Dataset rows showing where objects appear
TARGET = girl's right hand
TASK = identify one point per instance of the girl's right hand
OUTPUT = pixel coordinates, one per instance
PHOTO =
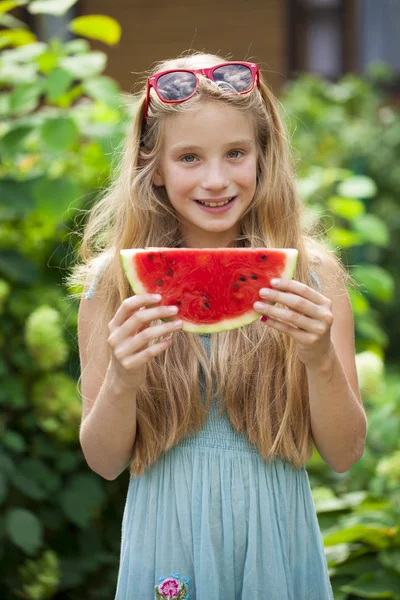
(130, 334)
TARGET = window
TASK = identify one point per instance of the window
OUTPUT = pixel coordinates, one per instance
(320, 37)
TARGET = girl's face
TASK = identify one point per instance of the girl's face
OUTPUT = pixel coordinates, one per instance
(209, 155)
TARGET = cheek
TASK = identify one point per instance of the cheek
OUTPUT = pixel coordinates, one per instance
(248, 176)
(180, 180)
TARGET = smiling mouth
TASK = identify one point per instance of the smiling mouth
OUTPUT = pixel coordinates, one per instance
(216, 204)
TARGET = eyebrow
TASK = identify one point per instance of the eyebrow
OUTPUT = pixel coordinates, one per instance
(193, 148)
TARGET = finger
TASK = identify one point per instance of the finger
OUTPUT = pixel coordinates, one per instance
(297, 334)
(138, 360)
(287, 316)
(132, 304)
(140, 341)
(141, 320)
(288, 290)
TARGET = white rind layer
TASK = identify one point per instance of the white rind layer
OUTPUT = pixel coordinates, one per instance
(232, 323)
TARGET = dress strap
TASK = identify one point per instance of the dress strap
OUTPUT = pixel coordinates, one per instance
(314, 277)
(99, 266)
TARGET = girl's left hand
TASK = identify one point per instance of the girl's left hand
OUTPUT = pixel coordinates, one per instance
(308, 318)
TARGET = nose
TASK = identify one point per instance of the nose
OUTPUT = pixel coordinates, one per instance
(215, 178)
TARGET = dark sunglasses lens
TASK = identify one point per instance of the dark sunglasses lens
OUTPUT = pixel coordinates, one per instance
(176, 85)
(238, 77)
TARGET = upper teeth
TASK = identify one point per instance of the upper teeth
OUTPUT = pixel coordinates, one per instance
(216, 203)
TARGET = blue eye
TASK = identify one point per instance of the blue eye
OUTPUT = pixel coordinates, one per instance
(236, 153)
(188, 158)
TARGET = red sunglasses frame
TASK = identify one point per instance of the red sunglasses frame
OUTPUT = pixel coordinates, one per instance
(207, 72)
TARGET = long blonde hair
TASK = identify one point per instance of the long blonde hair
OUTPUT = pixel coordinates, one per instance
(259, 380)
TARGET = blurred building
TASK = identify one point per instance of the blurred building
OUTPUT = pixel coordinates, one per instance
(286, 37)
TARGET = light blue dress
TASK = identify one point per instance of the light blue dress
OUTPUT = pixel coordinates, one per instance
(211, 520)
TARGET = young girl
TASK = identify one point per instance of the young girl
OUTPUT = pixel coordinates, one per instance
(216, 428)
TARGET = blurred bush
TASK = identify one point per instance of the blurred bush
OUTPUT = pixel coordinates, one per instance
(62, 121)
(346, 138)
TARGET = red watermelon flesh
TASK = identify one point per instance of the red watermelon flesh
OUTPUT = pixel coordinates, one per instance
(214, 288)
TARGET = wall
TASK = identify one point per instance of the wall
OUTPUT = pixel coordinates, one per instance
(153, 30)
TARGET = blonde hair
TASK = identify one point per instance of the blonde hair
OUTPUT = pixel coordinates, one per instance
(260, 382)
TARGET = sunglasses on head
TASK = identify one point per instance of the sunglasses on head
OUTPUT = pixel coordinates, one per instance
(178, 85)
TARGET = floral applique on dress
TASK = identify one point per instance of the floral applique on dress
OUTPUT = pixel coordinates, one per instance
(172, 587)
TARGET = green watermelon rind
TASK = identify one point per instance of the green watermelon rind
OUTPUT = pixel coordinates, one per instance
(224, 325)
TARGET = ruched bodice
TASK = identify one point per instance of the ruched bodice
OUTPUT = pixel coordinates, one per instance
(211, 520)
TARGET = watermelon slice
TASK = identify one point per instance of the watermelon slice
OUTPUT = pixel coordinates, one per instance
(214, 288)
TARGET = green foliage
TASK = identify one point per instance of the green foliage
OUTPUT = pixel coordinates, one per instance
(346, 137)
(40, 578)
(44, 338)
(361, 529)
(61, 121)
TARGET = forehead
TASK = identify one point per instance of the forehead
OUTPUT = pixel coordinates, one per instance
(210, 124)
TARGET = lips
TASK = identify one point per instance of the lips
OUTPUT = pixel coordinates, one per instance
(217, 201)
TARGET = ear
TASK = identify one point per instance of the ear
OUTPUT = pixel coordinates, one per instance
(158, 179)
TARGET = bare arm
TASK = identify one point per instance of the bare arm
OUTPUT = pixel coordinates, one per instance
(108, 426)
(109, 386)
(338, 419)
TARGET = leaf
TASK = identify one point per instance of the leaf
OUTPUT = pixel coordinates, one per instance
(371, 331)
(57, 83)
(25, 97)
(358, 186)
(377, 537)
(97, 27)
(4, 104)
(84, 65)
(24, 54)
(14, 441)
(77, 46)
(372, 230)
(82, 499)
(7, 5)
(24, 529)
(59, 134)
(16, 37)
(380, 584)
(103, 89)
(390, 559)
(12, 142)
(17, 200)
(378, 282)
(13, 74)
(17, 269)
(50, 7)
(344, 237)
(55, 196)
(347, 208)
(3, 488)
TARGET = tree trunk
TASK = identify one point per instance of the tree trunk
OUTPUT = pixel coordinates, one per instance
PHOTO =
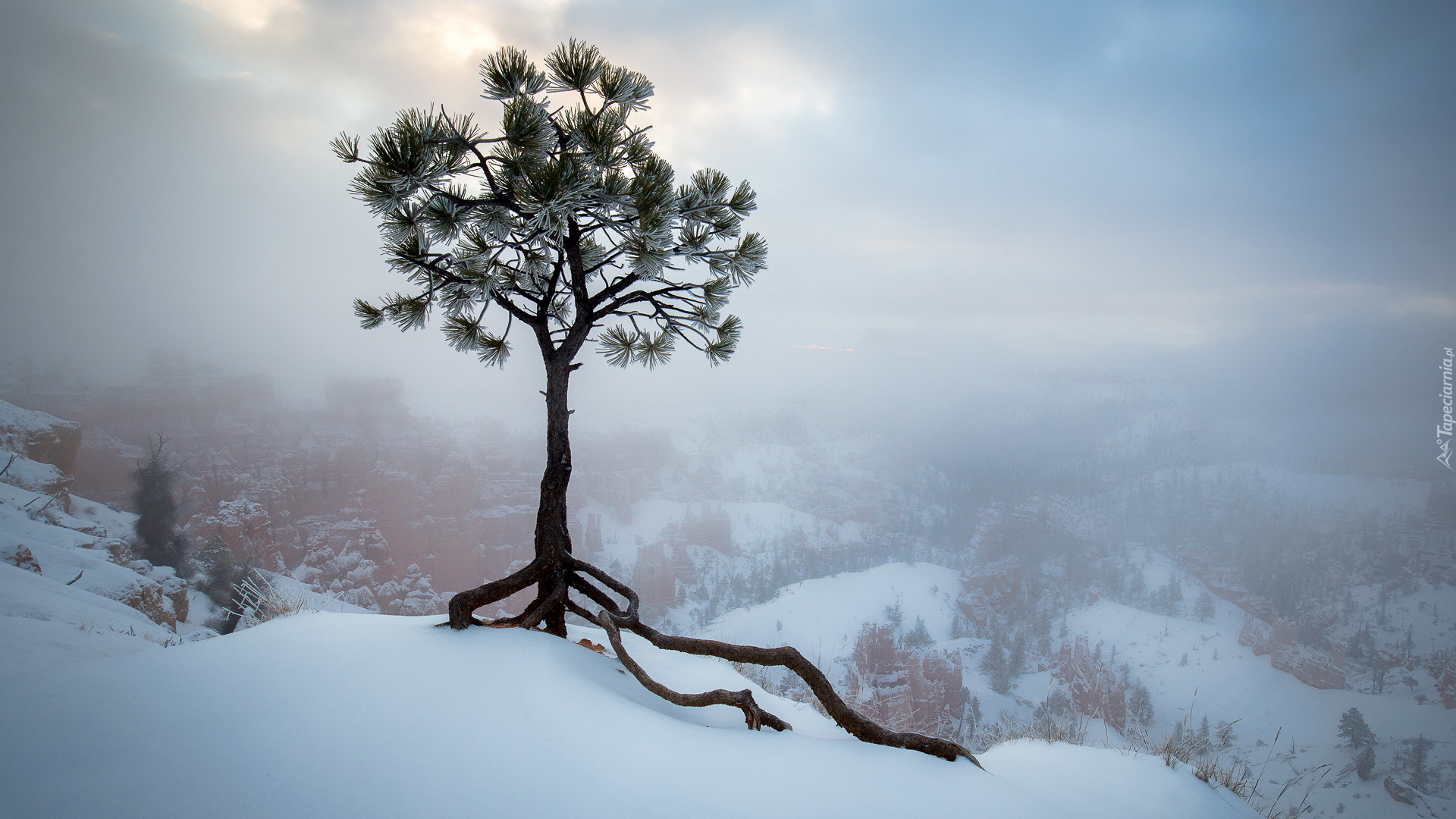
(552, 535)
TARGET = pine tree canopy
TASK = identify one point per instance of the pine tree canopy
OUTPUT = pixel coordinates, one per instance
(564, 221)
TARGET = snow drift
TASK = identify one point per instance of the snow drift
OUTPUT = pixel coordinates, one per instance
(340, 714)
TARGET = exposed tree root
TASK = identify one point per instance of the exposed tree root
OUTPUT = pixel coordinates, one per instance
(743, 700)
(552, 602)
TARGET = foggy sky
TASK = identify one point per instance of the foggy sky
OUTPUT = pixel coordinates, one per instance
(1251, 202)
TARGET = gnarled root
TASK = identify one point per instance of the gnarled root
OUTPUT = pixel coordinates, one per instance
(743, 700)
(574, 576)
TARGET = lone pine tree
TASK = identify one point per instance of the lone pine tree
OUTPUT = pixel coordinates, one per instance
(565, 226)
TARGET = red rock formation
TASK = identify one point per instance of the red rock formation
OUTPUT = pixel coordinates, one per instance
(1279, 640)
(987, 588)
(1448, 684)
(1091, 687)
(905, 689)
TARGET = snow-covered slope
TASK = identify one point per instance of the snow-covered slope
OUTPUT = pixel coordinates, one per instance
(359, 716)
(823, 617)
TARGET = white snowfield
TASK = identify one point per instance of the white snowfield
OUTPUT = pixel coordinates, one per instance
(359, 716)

◆ TASK INSTRUCTIONS ◆
Retype every line of the rows above word for word, and leave the pictures out.

◆ REPLY ◆
TARGET = girl's right hand
TASK = identify one point per instance of the girl's right hand
OUTPUT = pixel coordinates, one per instance
PHOTO =
(130, 334)
TARGET = window
TASK = identify one point per instance of the window
OUTPUT = pixel coordinates, one per instance
(320, 37)
TARGET = girl's face
TASK = identify one point per instance of the girl's face
OUTPUT = pixel coordinates, one per instance
(209, 155)
TARGET = cheek
TASK = identify one point per instance of the cheek
OUTPUT = pixel coordinates, one per instance
(248, 176)
(180, 180)
TARGET = smiling mouth
TASK = identify one point per instance of the smiling mouth
OUTPUT = pixel coordinates, one per instance
(216, 204)
TARGET = eyebrow
TASK = identify one point per instance of the eyebrow
OUTPUT = pixel coordinates, one per instance
(193, 148)
TARGET = finger
TASK = identify one point per instance of the finger
OUTPUT = pixel coordinates, one per instance
(297, 334)
(138, 360)
(287, 316)
(132, 304)
(140, 341)
(141, 320)
(288, 290)
TARGET = white rind layer
TASK = identify one point per instance of the white rind layer
OUTPUT = pixel coordinates, one per instance
(232, 323)
TARGET = dress strap
TASK = identify one point per instance of the dress strap
OUTPUT = pixel coordinates, one per instance
(314, 277)
(99, 266)
TARGET = girl's left hand
TASK = identify one point per instance of the girl's left hand
OUTPUT = pixel coordinates, one per instance
(308, 318)
TARGET = nose
TASK = identify one point per instance of the nose
OUTPUT = pixel coordinates, one per instance
(215, 178)
TARGET = dark sunglasses lens
TASK = identify one point per instance of the dark sunglasses lens
OUTPUT = pixel coordinates, one per instance
(176, 85)
(238, 77)
TARGET = upper teeth
TASK = identify one point per instance of the upper teeth
OUTPUT = pixel coordinates, one per instance
(216, 203)
TARGET = blue eye
TASK = identify one point per instance of the blue eye
OUTPUT = pixel coordinates, one per instance
(236, 153)
(188, 158)
TARGET = red sunglasses frame
TASK = identify one point per instance of the red sunglasses frame
OUTPUT = pixel coordinates, one per instance
(207, 72)
TARGET = long blonde hair
TASK = identify one point per instance of the long blonde hair
OUTPUT = pixel coordinates, one per instance
(259, 380)
TARGET = blurred building
TASK = identify one point per instance of the blurred building
OUTPUT = pixel coordinates, one per instance
(286, 37)
TARGET = light blue dress
TASK = identify one point per instance of the light blue dress
OUTPUT = pixel coordinates, one per instance
(211, 520)
TARGET = young girl
TASK = identify one point per instance of the young girl
OUTPUT = pixel coordinates, one per instance
(216, 428)
TARGET = blurred bush
TASK = identify one point per instance of the blurred bush
OUTPUT = pixel coordinates, one per instance
(62, 121)
(346, 138)
TARGET = red watermelon flesh
TASK = identify one point per instance of the red watermelon flesh
OUTPUT = pixel coordinates, one per instance
(214, 288)
TARGET = wall
TASK = identify one point per instance of the wall
OUTPUT = pixel coordinates, one per instance
(153, 30)
TARGET = blonde hair
TASK = identify one point per instance of the blonde hair
OUTPUT = pixel coordinates, one per instance
(260, 382)
TARGET = sunglasses on head
TASK = identify one point per instance of the sunglasses on head
OUTPUT = pixel coordinates, one per instance
(178, 85)
TARGET = floral applique on dress
TASK = identify one point per instance of the floral applique on dress
OUTPUT = pixel coordinates, one per instance
(172, 587)
TARGET = green watermelon rind
TASK = identify one point per instance of the green watermelon rind
OUTPUT = pixel coordinates, one per instance
(224, 325)
TARGET = ruched bodice
TASK = identify one point per instance of the ruched bodice
OUTPUT = pixel coordinates, one per instance
(211, 520)
TARGET = watermelon slice
TASK = identify one point per instance of the watermelon slice
OUTPUT = pixel coordinates, one per instance
(214, 288)
TARGET = green foliage
TASK = identify one point per instance of the green foliage
OUTPUT = pixel coordinates, one per instance
(346, 137)
(40, 578)
(44, 338)
(361, 529)
(61, 121)
TARGET = forehead
TASK = identify one point per instance of the forehead
OUTPUT = pixel coordinates, one per instance
(210, 124)
TARGET = lips
TASK = identify one point per instance of the lips
OUTPUT = pixel coordinates, one per instance
(217, 201)
TARGET = ear
TASK = identify one point per instance of the ear
OUTPUT = pixel coordinates, one per instance
(158, 179)
TARGET = bare arm
TASK = identify one point per instance of the bare arm
OUTPUT = pixel coordinates, one per instance
(108, 426)
(109, 386)
(338, 419)
TARGET = leaf
TASK = identify one point per instance of the leaf
OUTPUT = pixel coordinates, one per instance
(371, 331)
(57, 83)
(25, 97)
(358, 186)
(377, 537)
(97, 27)
(4, 104)
(84, 65)
(24, 54)
(14, 441)
(77, 46)
(372, 230)
(82, 499)
(7, 5)
(24, 529)
(59, 134)
(16, 37)
(380, 584)
(103, 89)
(390, 559)
(12, 142)
(17, 200)
(378, 282)
(13, 74)
(17, 269)
(50, 7)
(344, 237)
(55, 196)
(347, 208)
(3, 488)
TARGET = tree trunk
TASK = identify one point per instance of the tree trunk
OUTPUT = pixel coordinates, one per instance
PHOTO =
(552, 535)
TARGET = pine tree canopy
TASK = identify one point per instance of the pine tree canopy
OUTPUT = pixel coordinates, one per instance
(564, 221)
TARGET = snow drift
TASK = identify one point per instance of the snow drift
OUTPUT = pixel coordinates, one per instance
(340, 714)
TARGET = exposed tree root
TASK = identify one point per instance of the exposed tree root
OUTPUT = pixel coordinates, one per instance
(743, 700)
(552, 602)
TARGET = foggy sky
TASK = identify one point per instance of the foggy sky
OUTPUT = pixel coordinates, one per instance
(1251, 202)
TARGET = gnarled root
TASK = identify one point per instance of the gnarled root
OUTPUT = pixel coordinates, one per instance
(743, 700)
(574, 576)
TARGET = lone pine tree
TASK = identify one point per instance of the lone pine tree
OUTPUT = pixel coordinates, one per instance
(565, 226)
TARGET = red rock formation
TASK = identify one point per instance of the red rock formation
OUTPUT = pixel coordinates, one per instance
(1279, 640)
(987, 588)
(1448, 684)
(1091, 687)
(905, 689)
TARGET = snow-covered slope
TASK = identify one point per instance of the snow-covered slope
OUTPUT = pixel coordinates, one per instance
(359, 716)
(823, 617)
TARGET = white snowfield
TASK = identify one point per instance of the white snowfield
OUTPUT = pixel coordinates, one per instance
(359, 716)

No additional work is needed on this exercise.